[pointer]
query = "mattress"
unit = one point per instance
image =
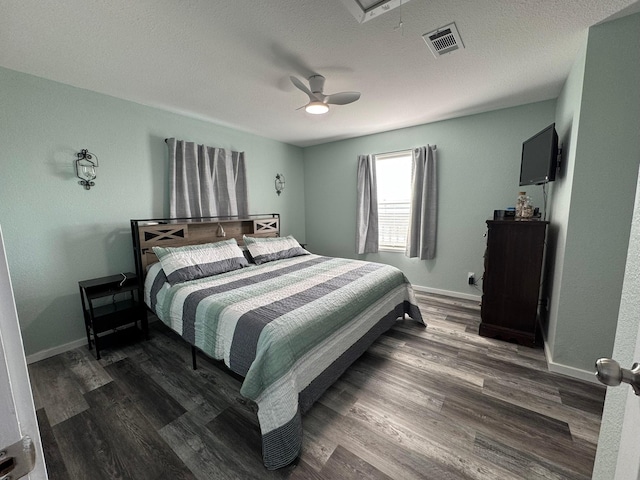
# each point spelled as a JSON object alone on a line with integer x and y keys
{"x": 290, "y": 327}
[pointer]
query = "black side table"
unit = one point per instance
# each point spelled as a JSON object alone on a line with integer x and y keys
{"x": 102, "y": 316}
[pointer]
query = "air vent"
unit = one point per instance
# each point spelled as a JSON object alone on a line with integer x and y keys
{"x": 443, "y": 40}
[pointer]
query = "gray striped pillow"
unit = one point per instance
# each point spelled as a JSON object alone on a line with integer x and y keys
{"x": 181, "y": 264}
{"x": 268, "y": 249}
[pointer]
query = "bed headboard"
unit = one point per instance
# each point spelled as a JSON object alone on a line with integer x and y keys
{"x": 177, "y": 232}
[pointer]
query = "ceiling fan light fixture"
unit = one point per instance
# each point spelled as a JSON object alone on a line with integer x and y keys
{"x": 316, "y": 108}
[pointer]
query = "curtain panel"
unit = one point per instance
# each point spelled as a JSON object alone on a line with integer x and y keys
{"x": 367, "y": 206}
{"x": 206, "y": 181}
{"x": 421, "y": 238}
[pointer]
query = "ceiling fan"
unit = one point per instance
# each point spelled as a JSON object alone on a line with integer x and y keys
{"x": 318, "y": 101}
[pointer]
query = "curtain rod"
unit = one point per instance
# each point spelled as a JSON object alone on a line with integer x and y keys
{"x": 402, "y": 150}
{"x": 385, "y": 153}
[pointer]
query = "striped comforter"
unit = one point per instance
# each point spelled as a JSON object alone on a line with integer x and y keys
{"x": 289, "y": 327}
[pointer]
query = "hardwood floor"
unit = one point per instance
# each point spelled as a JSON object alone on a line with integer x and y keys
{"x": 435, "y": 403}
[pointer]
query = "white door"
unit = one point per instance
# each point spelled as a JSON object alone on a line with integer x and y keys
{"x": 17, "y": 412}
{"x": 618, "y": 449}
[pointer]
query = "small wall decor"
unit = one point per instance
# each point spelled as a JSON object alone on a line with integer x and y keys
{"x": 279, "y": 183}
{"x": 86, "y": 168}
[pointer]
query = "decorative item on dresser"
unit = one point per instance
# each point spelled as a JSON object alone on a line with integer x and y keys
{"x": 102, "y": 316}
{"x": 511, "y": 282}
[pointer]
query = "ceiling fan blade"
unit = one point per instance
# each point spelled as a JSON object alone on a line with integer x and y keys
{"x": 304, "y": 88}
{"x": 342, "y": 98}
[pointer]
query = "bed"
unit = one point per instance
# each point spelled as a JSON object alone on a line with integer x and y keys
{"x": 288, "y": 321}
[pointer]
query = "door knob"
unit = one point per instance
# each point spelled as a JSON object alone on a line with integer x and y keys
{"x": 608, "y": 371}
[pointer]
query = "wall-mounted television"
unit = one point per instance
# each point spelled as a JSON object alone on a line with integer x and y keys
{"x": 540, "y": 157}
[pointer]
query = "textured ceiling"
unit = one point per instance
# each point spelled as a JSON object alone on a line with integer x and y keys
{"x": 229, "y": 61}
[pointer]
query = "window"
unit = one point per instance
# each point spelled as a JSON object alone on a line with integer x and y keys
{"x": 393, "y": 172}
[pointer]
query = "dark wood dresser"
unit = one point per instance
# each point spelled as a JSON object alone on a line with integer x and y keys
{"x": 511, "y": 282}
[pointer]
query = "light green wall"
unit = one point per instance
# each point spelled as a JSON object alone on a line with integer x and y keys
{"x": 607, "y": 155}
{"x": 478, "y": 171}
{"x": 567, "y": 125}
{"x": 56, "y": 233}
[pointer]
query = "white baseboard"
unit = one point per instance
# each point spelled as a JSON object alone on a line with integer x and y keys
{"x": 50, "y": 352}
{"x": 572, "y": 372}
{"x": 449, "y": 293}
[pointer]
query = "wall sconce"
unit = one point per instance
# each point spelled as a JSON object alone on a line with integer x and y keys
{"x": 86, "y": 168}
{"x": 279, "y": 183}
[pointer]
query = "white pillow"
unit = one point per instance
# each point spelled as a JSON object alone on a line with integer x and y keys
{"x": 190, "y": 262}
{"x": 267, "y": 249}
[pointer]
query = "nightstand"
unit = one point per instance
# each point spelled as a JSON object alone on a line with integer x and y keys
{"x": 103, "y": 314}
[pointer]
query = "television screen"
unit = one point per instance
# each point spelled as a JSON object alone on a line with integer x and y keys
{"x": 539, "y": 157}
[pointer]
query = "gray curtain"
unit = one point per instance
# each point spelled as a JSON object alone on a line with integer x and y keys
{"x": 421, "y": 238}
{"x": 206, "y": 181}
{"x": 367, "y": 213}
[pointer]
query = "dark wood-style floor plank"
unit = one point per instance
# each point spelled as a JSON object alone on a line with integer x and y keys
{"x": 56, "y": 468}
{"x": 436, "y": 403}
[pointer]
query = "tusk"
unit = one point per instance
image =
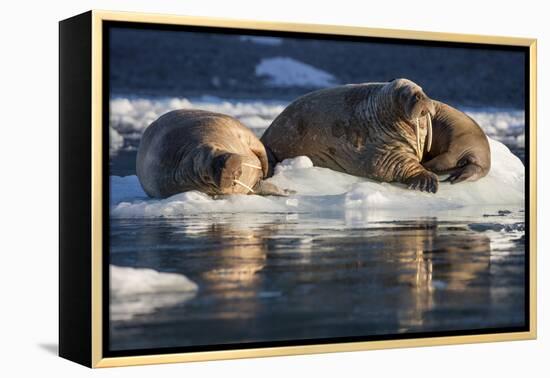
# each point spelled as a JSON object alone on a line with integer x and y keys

● ● ● ●

__Problem to solve__
Leave out every picture and copy the rest of the records exactly.

__Answer for the task__
[pointer]
query = "mattress"
unit = one point per instance
image =
# each point spelled as a JSON object alone on a line with integer x and y keys
{"x": 290, "y": 327}
[pointer]
query = "black side table"
unit = one point per instance
# each point spelled as a JSON object alone on a line with integer x and y keys
{"x": 102, "y": 316}
[pointer]
query = "air vent"
unit = one point per instance
# each point spelled as a JSON object alone on a line with integer x and y keys
{"x": 443, "y": 40}
[pointer]
query = "gray striped pillow"
unit = one point per instance
# each point spelled as a JSON object alone on a line with integer x and y keys
{"x": 181, "y": 264}
{"x": 268, "y": 249}
[pointer]
query = "bed headboard"
unit = one point per instance
# each point spelled as a JSON object alone on a line with integer x and y keys
{"x": 177, "y": 232}
[pointer]
query = "ceiling fan light fixture"
unit = one point per instance
# each point spelled as a JSON object alone on a line with integer x and y keys
{"x": 316, "y": 108}
[pointer]
query = "curtain panel"
unit = one point per instance
# each point spelled as a JSON object alone on a line with integer x and y keys
{"x": 367, "y": 206}
{"x": 206, "y": 181}
{"x": 421, "y": 238}
[pointer]
query = "ceiling fan"
unit = one point per instance
# each point spelled as a JSON object alone on a line with integer x and y keys
{"x": 318, "y": 101}
[pointer]
query = "curtain rod"
unit = one point per instance
# each point spelled as a JSON object alone on a line with integer x and y keys
{"x": 402, "y": 150}
{"x": 385, "y": 153}
[pointer]
query = "striped comforter"
unit = one point per instance
# each point spelled as a JSON object alone on a line with integer x and y keys
{"x": 289, "y": 327}
[pointer]
query = "hardwood floor"
unit = one point per instance
# each point spelled as a JSON object alone on a line with integer x and y keys
{"x": 435, "y": 403}
[pointer]
query = "white door"
unit = one point per instance
# each point spelled as a JSON object alone on a line with integer x and y keys
{"x": 17, "y": 412}
{"x": 618, "y": 449}
[pointer]
query = "small wall decor"
unit = one point per instance
# each point spelled as a JSON object alone on a line with integer x and y keys
{"x": 279, "y": 183}
{"x": 86, "y": 168}
[pointer]
query = "decorative item on dresser"
unit = one point per instance
# each point spelled as a JSON object alone on a line with integer x and y keys
{"x": 102, "y": 316}
{"x": 511, "y": 282}
[pointer]
query = "ceiling fan blade"
unit = one point per instance
# each point spelled as a JSON object alone on a line with integer x and y keys
{"x": 304, "y": 88}
{"x": 342, "y": 98}
[pointer]
query = "bed"
unit = one point per instance
# each point spelled as a JSON object alone on a line with integer x and y keys
{"x": 288, "y": 321}
[pointer]
query = "door knob"
unit = one point per instance
# each point spelled as a JSON object alone on a line with integer x and y keys
{"x": 608, "y": 371}
[pointer]
query = "wall-mounted television"
unit = one point per instance
# each point spelled as a JSON object alone on a line with integer x and y keys
{"x": 540, "y": 157}
[pointer]
query = "textured ceiling"
unit = one point per instance
# each point spelled as a JSON object alone on a line with integer x and y keys
{"x": 229, "y": 61}
[pointer]
query = "window"
unit = one point per instance
# each point spelled as a JSON object alone on a line with integer x and y keys
{"x": 393, "y": 172}
[pointer]
query = "dark wood dresser"
unit = one point per instance
# each point spelled as a JSON object alone on a line with integer x and y keys
{"x": 511, "y": 282}
[pointer]
query = "light green wall"
unit = one point per instance
# each point spelled as a JSON object alone on a line with integer x and y keys
{"x": 607, "y": 155}
{"x": 478, "y": 171}
{"x": 567, "y": 125}
{"x": 56, "y": 233}
[pointer]
query = "white baseboard"
unit = one point per instance
# each point spelled as a JSON object alone on a line with integer x and y keys
{"x": 50, "y": 352}
{"x": 572, "y": 372}
{"x": 449, "y": 293}
[pointer]
query = "wall sconce"
unit = one point per instance
# each point spelled as a JSON object alone on a line with integer x and y keys
{"x": 86, "y": 168}
{"x": 279, "y": 183}
[pointer]
query = "white pillow"
unit = one point per instance
# each point spelled as a JSON object alone on a line with integer x and y keys
{"x": 190, "y": 262}
{"x": 267, "y": 249}
[pointer]
query = "nightstand"
unit = one point per instance
# each point spelled as a JSON object alone on a line with integer x and y keys
{"x": 103, "y": 314}
[pointer]
query = "television screen"
unit = one point per instance
# each point spelled as a JSON object alone on a line with integer x and y keys
{"x": 539, "y": 157}
[pointer]
query = "gray curtain"
unit = one point per instance
# each point spelled as a JSON object alone on a line with integer x and y keys
{"x": 421, "y": 238}
{"x": 206, "y": 181}
{"x": 367, "y": 213}
[pointer]
query = "dark wood-style floor plank"
unit = one point per instance
# each point spelled as a JSON object alone on a line with integer x and y keys
{"x": 56, "y": 468}
{"x": 436, "y": 403}
[pointer]
query = "tusk"
unit = one point per instance
image =
# each point spelled as a JSON object alone on a line with integer x and y keys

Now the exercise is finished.